● **Task input**
Content starts
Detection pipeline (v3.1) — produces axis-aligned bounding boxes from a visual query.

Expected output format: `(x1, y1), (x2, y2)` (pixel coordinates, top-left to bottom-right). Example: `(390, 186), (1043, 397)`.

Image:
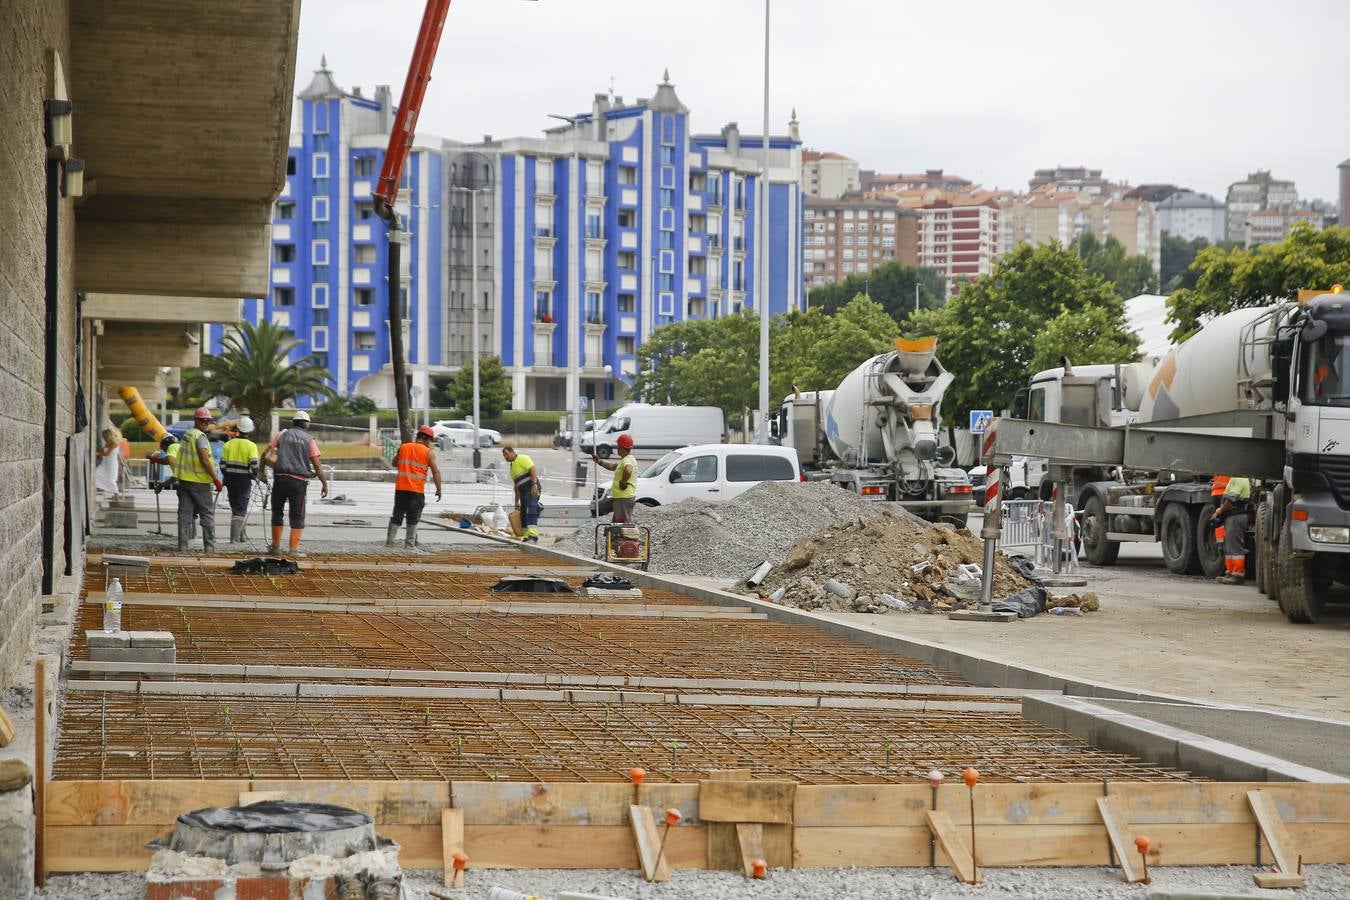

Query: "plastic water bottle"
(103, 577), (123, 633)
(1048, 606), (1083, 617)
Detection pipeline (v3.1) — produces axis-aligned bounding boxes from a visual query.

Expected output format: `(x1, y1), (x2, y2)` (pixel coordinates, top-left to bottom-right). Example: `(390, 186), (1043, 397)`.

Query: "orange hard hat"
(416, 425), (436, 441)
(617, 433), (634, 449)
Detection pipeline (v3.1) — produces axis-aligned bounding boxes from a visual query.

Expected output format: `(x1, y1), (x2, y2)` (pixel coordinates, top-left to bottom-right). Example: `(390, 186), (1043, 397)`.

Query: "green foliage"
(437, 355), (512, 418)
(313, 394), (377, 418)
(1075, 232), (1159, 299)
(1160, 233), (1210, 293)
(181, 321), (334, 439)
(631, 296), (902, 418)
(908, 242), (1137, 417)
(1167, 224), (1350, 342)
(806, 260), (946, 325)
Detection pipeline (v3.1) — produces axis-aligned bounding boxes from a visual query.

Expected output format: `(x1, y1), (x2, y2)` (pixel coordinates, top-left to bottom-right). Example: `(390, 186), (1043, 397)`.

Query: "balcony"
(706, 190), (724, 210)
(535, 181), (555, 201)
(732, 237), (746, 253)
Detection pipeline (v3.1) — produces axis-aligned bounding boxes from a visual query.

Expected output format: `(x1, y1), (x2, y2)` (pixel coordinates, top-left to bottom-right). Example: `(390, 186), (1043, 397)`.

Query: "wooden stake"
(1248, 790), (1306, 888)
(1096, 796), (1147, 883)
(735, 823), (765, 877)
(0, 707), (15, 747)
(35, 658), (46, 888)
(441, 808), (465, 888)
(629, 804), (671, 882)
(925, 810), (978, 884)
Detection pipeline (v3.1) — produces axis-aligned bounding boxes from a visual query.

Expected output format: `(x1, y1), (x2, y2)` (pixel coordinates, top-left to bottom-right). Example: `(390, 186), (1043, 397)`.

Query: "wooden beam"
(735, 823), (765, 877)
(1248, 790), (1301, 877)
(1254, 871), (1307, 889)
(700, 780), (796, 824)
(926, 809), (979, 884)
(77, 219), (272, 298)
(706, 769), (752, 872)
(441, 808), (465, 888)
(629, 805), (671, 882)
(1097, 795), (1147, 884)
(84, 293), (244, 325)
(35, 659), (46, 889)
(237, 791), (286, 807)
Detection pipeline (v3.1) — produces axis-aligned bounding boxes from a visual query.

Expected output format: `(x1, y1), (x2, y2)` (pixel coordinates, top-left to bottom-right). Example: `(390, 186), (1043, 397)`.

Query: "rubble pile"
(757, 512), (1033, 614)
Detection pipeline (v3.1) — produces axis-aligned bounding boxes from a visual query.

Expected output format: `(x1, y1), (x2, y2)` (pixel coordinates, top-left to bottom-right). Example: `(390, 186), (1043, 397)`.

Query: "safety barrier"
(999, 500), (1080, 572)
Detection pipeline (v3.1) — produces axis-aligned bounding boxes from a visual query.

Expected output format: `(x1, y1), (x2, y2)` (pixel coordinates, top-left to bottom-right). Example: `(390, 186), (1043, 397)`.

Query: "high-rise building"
Content ends
Return the material from above in full, exactly as written, with the pictures omitted.

Detection pipeline (v3.1) — produces axis-aligned bounding boxes from a visual query.

Expected output format: `(x1, y1), (x2, y2)` (pixel coordinates, top-left to bottom-right). Example: `(390, 186), (1043, 397)`.

Image:

Query: "plastic water bottle"
(103, 577), (123, 633)
(1048, 606), (1083, 617)
Detection pipeline (v3.1) — produces axis-aligned bounding boxes from a visual query.

Expected output format: `(x1, y1), (x2, y2)` (pixel coordinates, top-left to bottom-right). Example: `(390, 186), (1043, 397)`.

Query: "orange hard hat"
(416, 425), (436, 441)
(617, 433), (634, 449)
Detection pipeline (v3.1) — produces axis-aligned bounding boxes from a visual query.

Expected output format: `(x1, y1), (x2, y2)` (pixel coordinates, top-left to bottom-right). Example: `(390, 186), (1043, 397)`.

Query: "green foliage"
(437, 355), (512, 418)
(313, 394), (377, 418)
(1075, 232), (1159, 299)
(1160, 233), (1210, 293)
(181, 321), (334, 439)
(631, 296), (902, 418)
(908, 242), (1137, 417)
(1167, 224), (1350, 342)
(806, 260), (946, 325)
Detection pipeline (v3.1) — produces axis-aligned bounding boxes from a visual query.

Expected output format: `(x1, y1), (x2, y2)` (pixel coordinates, top-left to bottom-right). Example: `(390, 186), (1043, 397)`.

Query: "balcony"
(706, 190), (724, 210)
(535, 181), (555, 201)
(732, 237), (746, 253)
Detection pipeline (v3.1) — produces axis-aligned bounding boxes from a visual query.

Expected output format: `(x1, y1), (x2, y2)` (pixel coordinates, top-left to bottom-right). Example: `(390, 186), (1043, 397)`.

Query: "wooden stake"
(1248, 790), (1306, 888)
(1096, 796), (1147, 883)
(735, 823), (765, 877)
(0, 707), (15, 747)
(35, 658), (46, 888)
(441, 808), (465, 888)
(629, 804), (671, 882)
(925, 810), (978, 884)
Detection pipeline (v3.1) — produces axis-aligned bounding boxes from a visual query.

Expected output format: `(x1, y1), (x2, y2)` (pixel coordinates, top-left to bottom-right). Example: `(390, 186), (1043, 397)`.

Query: "wooden beam"
(735, 823), (765, 877)
(1248, 790), (1301, 877)
(1254, 871), (1307, 889)
(700, 780), (796, 824)
(926, 809), (979, 884)
(77, 219), (272, 298)
(706, 769), (752, 872)
(441, 808), (465, 888)
(629, 805), (671, 882)
(1097, 795), (1147, 884)
(84, 293), (244, 325)
(35, 659), (46, 889)
(237, 791), (286, 807)
Detection pipeline (v3.1) — produces axis-aligned bounding boxes from a visual query.

Expected output format: `(x1, y1), (x2, y2)` (pixel coordinates, top-left to bottom-right). Example: `(390, 186), (1043, 397)`.

Query: "rubble pile"
(757, 512), (1033, 614)
Detection pipeline (v3.1) — produces axis-aligned bounding boxes from a visual query.

Expected output format: `(x1, y1), (x2, y2)` (pixel coordinates, top-left to bottom-right). Example: `(390, 186), (1043, 397)`.

Query: "safety barrier"
(999, 500), (1080, 572)
Detection pipeline (v3.1) — produces axis-aligned bounding boxes from a visual query.

Expected output format: `(x1, y1), (x2, y2)` (pixel coordinates, top-left to bottom-right). Example: `(390, 186), (1043, 397)`.

Query: "high-rise building"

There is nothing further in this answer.